## START Records supplied

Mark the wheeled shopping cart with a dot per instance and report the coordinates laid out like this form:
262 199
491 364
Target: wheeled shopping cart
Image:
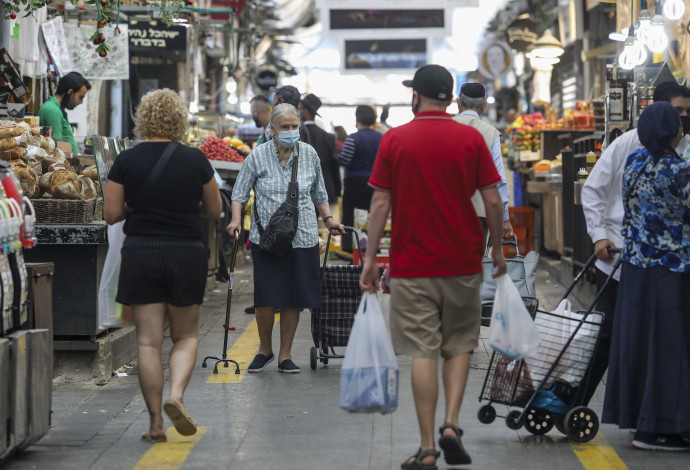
547 386
340 296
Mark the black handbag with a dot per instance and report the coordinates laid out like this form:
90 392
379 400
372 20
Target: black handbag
276 238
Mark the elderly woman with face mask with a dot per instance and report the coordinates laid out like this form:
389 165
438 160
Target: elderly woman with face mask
649 368
289 282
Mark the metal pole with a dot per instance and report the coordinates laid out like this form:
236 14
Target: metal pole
5 29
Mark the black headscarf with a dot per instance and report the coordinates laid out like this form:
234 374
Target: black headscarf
657 126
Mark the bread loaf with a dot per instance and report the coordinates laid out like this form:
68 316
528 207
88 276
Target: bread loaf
64 184
27 179
51 158
35 166
88 187
7 132
91 172
6 144
44 183
13 153
47 144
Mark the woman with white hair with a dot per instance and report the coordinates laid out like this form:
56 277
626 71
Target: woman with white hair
291 281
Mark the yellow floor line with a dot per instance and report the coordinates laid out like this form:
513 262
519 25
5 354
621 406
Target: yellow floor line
598 455
172 454
242 351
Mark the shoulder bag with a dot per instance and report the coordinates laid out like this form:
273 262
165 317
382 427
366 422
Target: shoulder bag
276 238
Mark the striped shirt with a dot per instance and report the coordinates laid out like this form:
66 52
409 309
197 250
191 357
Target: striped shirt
359 153
263 172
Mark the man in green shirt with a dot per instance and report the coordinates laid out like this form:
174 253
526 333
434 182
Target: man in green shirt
69 94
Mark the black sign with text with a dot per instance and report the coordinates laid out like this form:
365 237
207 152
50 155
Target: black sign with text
155 36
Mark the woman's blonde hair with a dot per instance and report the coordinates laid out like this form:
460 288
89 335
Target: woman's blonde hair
162 114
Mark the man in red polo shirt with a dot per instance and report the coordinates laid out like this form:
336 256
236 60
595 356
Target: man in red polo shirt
427 171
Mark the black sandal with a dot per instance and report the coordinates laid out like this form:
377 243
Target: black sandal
453 450
415 462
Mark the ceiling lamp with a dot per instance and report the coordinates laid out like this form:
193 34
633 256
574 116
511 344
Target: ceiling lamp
645 19
674 9
657 41
547 46
628 59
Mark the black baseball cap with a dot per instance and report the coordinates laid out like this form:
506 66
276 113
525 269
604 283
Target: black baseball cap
312 103
432 81
289 94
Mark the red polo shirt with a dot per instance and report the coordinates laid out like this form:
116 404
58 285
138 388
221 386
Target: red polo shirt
432 166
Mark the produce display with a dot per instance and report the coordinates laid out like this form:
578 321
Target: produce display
43 169
525 131
224 150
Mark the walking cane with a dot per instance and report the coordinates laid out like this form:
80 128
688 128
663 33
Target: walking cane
224 358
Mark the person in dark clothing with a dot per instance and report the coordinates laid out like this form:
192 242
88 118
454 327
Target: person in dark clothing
358 155
340 136
324 144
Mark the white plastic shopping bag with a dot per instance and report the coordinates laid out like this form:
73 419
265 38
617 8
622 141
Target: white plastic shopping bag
369 376
556 328
512 331
110 312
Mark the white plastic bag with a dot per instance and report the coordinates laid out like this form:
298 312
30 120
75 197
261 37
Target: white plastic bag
555 329
369 376
110 312
512 331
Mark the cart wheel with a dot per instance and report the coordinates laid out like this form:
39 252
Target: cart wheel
486 414
538 422
324 355
581 424
513 420
312 357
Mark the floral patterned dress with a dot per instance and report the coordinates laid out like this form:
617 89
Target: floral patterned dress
656 225
648 382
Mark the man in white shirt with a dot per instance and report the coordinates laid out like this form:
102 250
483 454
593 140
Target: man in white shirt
602 203
472 103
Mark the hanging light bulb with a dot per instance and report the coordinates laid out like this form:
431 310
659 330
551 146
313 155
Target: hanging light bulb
674 9
657 41
628 59
639 52
645 19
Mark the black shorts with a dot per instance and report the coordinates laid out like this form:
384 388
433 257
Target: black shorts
291 281
155 271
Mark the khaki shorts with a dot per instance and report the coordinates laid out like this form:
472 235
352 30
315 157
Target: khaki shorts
432 315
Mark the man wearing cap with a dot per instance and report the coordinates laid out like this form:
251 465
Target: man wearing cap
427 171
602 204
324 144
472 103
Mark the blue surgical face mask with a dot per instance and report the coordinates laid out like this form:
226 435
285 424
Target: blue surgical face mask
288 138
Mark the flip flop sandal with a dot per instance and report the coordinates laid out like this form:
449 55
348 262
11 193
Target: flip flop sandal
453 450
149 438
415 462
180 418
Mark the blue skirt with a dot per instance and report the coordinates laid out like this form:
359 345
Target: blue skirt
648 385
291 281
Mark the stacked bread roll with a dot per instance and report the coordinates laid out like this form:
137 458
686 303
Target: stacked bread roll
43 169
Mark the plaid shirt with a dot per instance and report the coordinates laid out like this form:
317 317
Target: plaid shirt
263 172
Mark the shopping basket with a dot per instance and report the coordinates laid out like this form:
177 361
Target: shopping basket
340 296
537 386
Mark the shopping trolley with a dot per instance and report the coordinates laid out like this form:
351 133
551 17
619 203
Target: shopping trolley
340 296
536 385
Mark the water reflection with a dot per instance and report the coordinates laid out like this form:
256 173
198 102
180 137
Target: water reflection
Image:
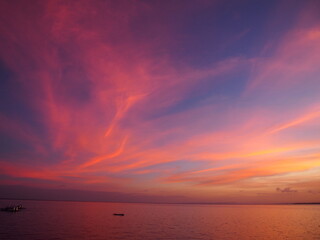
85 220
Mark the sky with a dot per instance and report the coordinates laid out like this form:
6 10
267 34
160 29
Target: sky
160 101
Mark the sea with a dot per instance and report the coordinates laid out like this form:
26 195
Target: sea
55 220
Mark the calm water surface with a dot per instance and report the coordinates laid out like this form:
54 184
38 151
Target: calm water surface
87 220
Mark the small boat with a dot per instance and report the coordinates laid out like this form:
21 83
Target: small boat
118 214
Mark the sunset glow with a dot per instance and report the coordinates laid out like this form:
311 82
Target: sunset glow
173 101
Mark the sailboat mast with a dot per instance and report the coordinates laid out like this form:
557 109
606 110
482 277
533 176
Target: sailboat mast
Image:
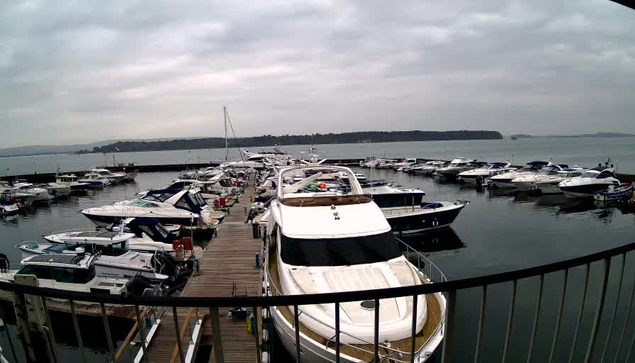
226 144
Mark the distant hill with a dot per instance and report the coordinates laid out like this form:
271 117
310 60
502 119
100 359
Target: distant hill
268 140
520 136
598 134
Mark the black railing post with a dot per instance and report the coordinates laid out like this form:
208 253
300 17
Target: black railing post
615 308
413 333
626 319
534 329
510 321
257 334
581 314
481 326
599 310
177 333
142 334
376 342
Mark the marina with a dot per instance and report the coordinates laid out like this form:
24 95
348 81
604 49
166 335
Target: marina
228 267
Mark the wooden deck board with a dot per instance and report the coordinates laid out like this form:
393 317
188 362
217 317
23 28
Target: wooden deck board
230 258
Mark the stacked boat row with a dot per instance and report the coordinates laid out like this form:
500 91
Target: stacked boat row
17 196
404 208
326 231
537 177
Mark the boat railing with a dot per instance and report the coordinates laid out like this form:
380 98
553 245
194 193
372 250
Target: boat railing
587 300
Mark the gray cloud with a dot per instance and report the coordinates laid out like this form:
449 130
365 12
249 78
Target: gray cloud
82 71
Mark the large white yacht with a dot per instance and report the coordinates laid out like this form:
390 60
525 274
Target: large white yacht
325 240
68 272
589 183
476 176
504 180
547 179
455 167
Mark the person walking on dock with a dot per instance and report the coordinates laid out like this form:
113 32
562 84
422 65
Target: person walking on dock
4 263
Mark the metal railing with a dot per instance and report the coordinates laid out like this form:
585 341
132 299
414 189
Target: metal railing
616 331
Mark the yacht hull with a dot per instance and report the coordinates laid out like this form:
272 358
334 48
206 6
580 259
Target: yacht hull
314 352
582 191
104 221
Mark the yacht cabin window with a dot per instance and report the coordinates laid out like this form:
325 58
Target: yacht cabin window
59 274
339 251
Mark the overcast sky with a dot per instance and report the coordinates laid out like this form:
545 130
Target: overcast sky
80 71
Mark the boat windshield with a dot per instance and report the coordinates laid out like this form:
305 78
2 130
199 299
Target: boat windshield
339 251
144 204
590 174
59 274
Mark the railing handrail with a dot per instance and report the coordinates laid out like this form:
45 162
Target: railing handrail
266 301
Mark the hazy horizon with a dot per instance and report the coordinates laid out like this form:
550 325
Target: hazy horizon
78 73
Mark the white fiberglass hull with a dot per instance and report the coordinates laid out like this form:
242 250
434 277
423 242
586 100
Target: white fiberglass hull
314 352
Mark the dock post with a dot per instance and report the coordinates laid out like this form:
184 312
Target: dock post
33 325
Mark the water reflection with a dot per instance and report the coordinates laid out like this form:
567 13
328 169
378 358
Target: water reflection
444 239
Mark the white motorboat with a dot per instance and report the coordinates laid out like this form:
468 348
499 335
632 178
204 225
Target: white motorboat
480 175
105 173
10 209
71 180
58 190
186 207
504 180
615 193
455 167
140 234
428 168
406 211
547 179
369 163
589 183
400 166
113 259
95 180
40 195
320 241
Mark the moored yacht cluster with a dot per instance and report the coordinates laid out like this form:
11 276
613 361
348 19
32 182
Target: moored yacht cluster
326 233
18 195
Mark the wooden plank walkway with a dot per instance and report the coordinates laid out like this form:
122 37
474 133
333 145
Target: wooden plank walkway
230 258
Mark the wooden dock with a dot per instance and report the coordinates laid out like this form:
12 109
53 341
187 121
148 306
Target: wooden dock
229 259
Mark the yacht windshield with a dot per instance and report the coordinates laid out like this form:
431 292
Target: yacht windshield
339 251
144 204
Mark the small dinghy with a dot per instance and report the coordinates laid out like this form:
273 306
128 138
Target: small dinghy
615 193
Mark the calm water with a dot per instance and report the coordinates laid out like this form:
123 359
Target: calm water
494 233
582 151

## END Records supplied

**Given task**
Exactly and exclusively, repeat the lines from the line that contains "Mark the white motorboat" through the end of the records, both ends included.

**Solved problem**
Mark the white motorboat with a dot per instance and report the coordinates laid out like this form:
468 348
499 335
632 178
204 225
Target: white motorboat
480 175
105 173
10 209
71 180
58 190
186 207
504 180
615 193
455 167
140 234
428 168
406 211
547 179
369 163
589 183
400 166
113 259
95 180
40 195
320 241
Mark the moored yacht cluster with a dot per instance and report the coordinates laid out like this form:
11 276
613 361
348 19
32 182
Target: moored yacht cluster
326 233
18 195
Mark the wooden plank walkway with a dot per instance and report the coordinates laid out like this form:
122 37
474 133
333 145
Target: wooden plank walkway
230 258
Mark the wooden dock with a dot per instance and report the coordinates laid out like this form:
12 109
53 341
187 121
148 306
Target: wooden dock
229 259
Mark the yacht windshield with a dot per instance and report the coordinates laid out like this form:
431 292
Target: yacht windshield
339 251
144 204
Mark the small dinghy with a dot per instance and report the coordinates laid out like this form:
273 306
128 138
Target: small dinghy
615 193
Mark the calm water with a dot per instance and report the coordinates laid out like this form:
123 359
Target: calm water
494 233
582 151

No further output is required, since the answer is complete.